### [TEXTO FORNECIDO]
══════

A não linearidade narrativa dos diferentes episódios é notável, num vai e vem no tempo de recordação de Bittori, a espantosa revelação de uma grande Senhora, Elena Irureta, artista basca e guipuscoana, que assume o papel da viúva do pequeno-médio empresário de transportes, Txato, seu nome familiar. Vamos percebendo que uma outra força da natureza, Miren, protagonizada por Ana Gabarain, nacionalista, mãe de Joxe Mari, etarra e até ao último episódio presumível autor físico dos tiros que à queima roupa assinaram Txato (no fim coautor do atentado mas não dos disparos) vai emergindo e que aquelas duas mulheres vão ocupando o lugar central da narrativa.
A partir do desenlace inicial, da passagem do tempo que inclui o abandono da luta armada pela ETA e da perceção da morte que Bittori vai sentindo com o seu cancro cervical, tudo se resume à procura que esta última, num assomo de dignidade que a imagem de Elena Irureta no écran proporciona, realiza para saber a verdade (quem afinal matou Txato e obter de Joxé Mari um simples pedido de desculpa). A passagem do tempo vai proporcionando o lento reatar dos contactos entre as duas famílias. Bittori fala com Joxian, pai de Joxé Mari, na sua horta e este visita o túmulo de Txato. Javier médico e filho de Bittori visita no hospital Arantxa filha de Miren vítima de um acidente vascular que a colocou numa cadeira de rodas. Nerea, filha de Bittori reencontra a sua antiga amiga de Pueblo Arantxa e esta última aproxima-se de Bittori, passando a ser uma espécie de intermediária à distância entre Bittori e Joxé Mari.
O episódio 8, que culmina a série, é talvez o mais metafórico. A carta de Joxé Mari chega finalmente e com ela o pedido de desculpas e com ela a revelação de que ele não conseguiu disparar.

══════

### [CONJUNTO DE DADOS]
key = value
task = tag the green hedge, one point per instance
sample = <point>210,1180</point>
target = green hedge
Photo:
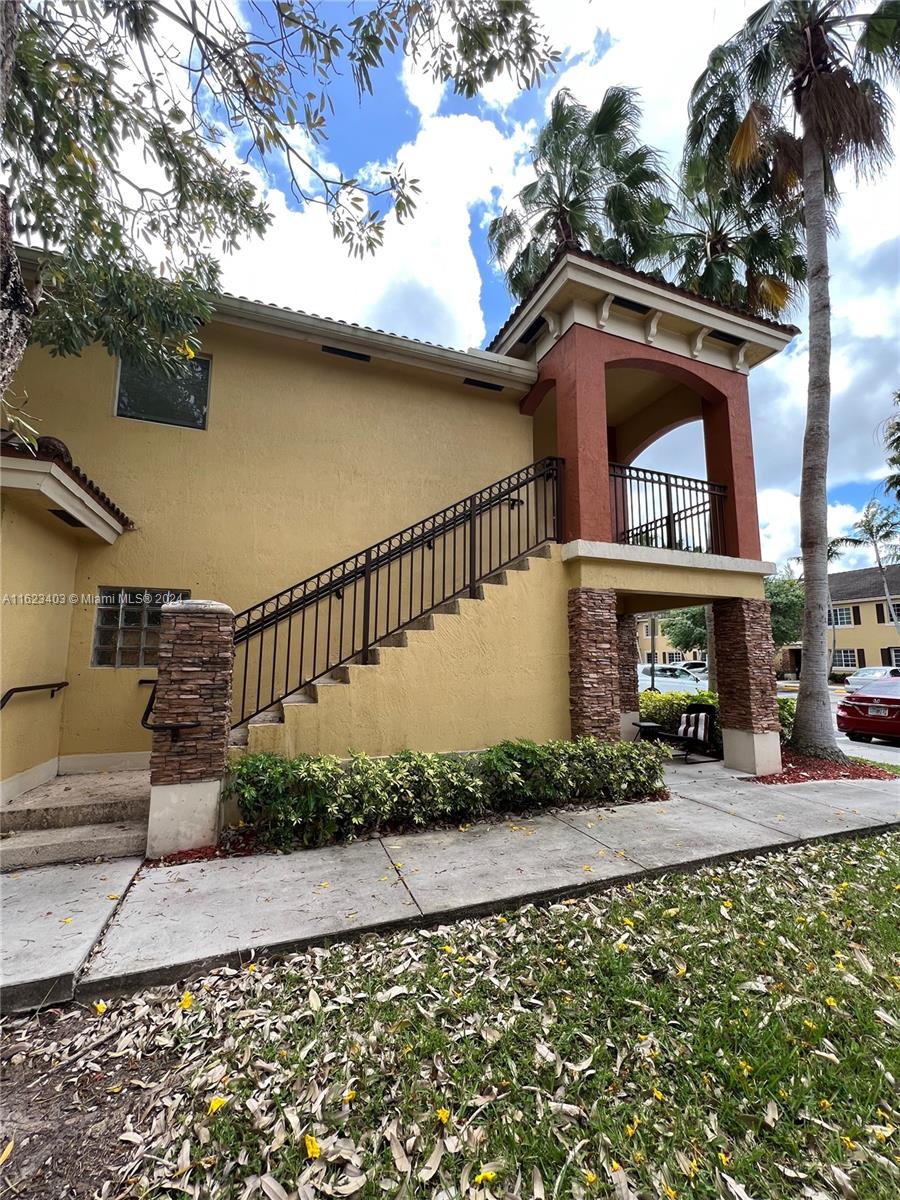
<point>315,799</point>
<point>666,708</point>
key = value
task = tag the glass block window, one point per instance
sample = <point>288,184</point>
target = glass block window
<point>149,395</point>
<point>845,659</point>
<point>126,633</point>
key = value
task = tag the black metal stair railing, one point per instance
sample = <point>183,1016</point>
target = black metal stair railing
<point>299,635</point>
<point>652,508</point>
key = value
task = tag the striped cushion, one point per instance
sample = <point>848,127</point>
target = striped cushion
<point>695,726</point>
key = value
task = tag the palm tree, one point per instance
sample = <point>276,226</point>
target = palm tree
<point>821,64</point>
<point>879,529</point>
<point>733,239</point>
<point>891,437</point>
<point>597,189</point>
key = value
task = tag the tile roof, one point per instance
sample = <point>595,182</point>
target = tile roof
<point>864,583</point>
<point>630,273</point>
<point>55,451</point>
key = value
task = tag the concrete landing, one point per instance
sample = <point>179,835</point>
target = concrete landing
<point>177,922</point>
<point>52,918</point>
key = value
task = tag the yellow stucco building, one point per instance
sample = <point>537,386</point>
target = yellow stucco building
<point>861,630</point>
<point>461,537</point>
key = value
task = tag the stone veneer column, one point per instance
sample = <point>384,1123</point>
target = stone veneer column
<point>629,700</point>
<point>748,712</point>
<point>593,670</point>
<point>187,766</point>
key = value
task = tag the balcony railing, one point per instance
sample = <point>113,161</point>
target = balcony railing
<point>651,508</point>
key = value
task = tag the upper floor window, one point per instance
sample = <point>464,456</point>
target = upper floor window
<point>127,629</point>
<point>149,395</point>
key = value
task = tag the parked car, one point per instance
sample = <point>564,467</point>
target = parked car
<point>667,678</point>
<point>869,675</point>
<point>697,665</point>
<point>871,712</point>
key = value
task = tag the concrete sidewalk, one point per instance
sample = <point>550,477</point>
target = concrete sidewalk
<point>178,921</point>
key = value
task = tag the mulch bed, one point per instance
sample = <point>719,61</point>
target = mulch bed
<point>801,768</point>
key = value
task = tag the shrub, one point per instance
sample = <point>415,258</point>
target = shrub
<point>311,801</point>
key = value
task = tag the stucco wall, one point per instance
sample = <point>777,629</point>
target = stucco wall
<point>307,457</point>
<point>498,670</point>
<point>35,559</point>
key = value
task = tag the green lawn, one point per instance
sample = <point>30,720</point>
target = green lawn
<point>726,1033</point>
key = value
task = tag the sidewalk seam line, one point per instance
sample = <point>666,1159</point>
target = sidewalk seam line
<point>401,877</point>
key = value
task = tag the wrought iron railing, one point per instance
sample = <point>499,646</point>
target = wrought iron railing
<point>300,635</point>
<point>651,508</point>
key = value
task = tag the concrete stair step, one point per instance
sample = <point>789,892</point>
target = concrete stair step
<point>78,844</point>
<point>72,809</point>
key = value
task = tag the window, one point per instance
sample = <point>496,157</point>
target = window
<point>150,395</point>
<point>126,633</point>
<point>845,659</point>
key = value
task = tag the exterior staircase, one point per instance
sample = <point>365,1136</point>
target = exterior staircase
<point>76,819</point>
<point>341,676</point>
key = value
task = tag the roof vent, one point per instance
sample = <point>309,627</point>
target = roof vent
<point>69,519</point>
<point>346,354</point>
<point>631,305</point>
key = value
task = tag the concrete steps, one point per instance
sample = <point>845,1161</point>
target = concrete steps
<point>79,844</point>
<point>76,819</point>
<point>313,693</point>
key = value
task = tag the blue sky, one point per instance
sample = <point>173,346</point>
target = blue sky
<point>433,279</point>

══════

### [TAREFA 1]
Responda às perguntas seguintes com base no texto sobre a série.
(a) Que atriz interpreta o papel de Bittori?
(b) De que doença sofre Bittori?
(c) Segundo a carta que chega no episódio 8, o que não conseguiu Joxé Mari fazer?
### [TAREFA 2]
Prossiga o texto sobre a série a partir da sua última frase.

### [RESPOSTA 1]
(a) Elena Irureta.
(b) De um cancro cervical.
(c) Não conseguiu disparar.

### [RESPOSTA 2]
Depois de uma arrepiante logística de Bittori de preparação para a morte, transmitida à sua filha Nerea, lê a carta em frente ao túmulo de Txato, regressa ao Pueblo, encontra-se na praça com Arantxa e toma conhecimento do início da sua recuperação. No seu percurso, cruza-se com Miren, abraçam-se furtivamente e emerge poderosa a metáfora de toda a série. No frio húmido do granito da rua em frente a casa em que Txato foi assassinado fica para sempre registada uma impossibilidade, a de aquelas duas famílias poderem reatar a sua familiaridade e proximidade. A convivência cívica vai ser possível, como o mostra o ambiente daquela pracinha do Pueblo, se excetuarmos alguns fanáticos que permanecerão algemados ao ódio, mas apenas isso. Bittori e Miren nunca mais poderão ser as amigas íntimas que eram tomando o seu chocolate nas belas cafetarias de San Sebastián. Não porque a morte devolverá Bittori à companhia de Txato. Mas porque o sangue que penetrou aquela rua nunca mais poderá ser esquecido por todos aqueles protagonistas. E aquele abraço furtivo entre Bittori e Miren é talvez a metáfora mais poderosa para descrever o futuro do País Basco.